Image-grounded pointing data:
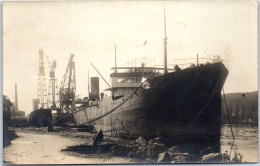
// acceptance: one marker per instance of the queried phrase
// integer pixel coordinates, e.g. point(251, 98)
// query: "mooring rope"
point(228, 113)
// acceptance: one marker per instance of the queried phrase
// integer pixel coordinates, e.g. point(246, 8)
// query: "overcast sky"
point(91, 29)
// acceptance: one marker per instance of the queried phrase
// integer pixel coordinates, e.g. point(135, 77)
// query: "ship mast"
point(115, 60)
point(165, 44)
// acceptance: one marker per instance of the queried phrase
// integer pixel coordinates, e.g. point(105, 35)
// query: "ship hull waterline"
point(183, 104)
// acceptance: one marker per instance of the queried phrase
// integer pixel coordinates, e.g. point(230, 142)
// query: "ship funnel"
point(145, 83)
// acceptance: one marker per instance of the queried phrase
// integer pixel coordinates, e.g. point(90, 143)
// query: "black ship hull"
point(182, 104)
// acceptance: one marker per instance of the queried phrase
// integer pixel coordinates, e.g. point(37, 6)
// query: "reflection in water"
point(246, 141)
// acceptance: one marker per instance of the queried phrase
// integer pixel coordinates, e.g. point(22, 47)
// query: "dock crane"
point(53, 86)
point(68, 87)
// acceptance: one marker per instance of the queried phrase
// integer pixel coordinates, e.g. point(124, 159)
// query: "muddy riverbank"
point(37, 146)
point(67, 145)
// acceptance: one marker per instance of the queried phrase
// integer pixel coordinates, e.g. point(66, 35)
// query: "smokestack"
point(94, 94)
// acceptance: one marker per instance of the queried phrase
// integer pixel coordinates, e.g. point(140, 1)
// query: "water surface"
point(246, 141)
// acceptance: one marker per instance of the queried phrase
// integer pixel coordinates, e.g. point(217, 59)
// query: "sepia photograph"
point(130, 82)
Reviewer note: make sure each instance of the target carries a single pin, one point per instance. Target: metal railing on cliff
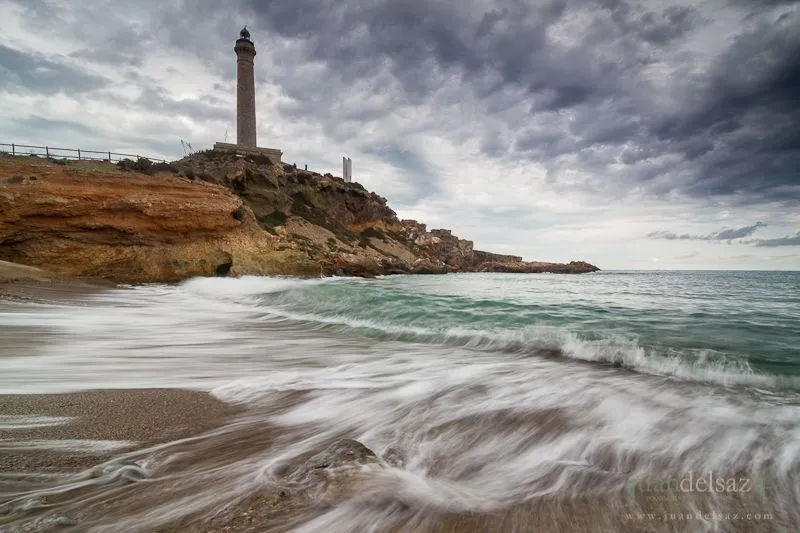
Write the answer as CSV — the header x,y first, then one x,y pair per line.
x,y
71,153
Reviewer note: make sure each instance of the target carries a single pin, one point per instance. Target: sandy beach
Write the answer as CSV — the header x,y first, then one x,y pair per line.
x,y
122,419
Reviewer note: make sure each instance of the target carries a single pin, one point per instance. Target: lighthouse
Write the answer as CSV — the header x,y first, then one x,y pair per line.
x,y
245,90
246,141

• _What to work on_
Review the preceding data and report every line that includes the string "Target".

• _Your response_
Reviewer note: make sure each instance of the target carries a single pin, one point per instance. Target: metal railing on cliff
Reviewer note: make sure each instance of the target carries a single pin, one point per instance. Target: sandy beach
Reviewer note: make sure each instance of the target carries a single pin, one point per instance. Target: lighthouse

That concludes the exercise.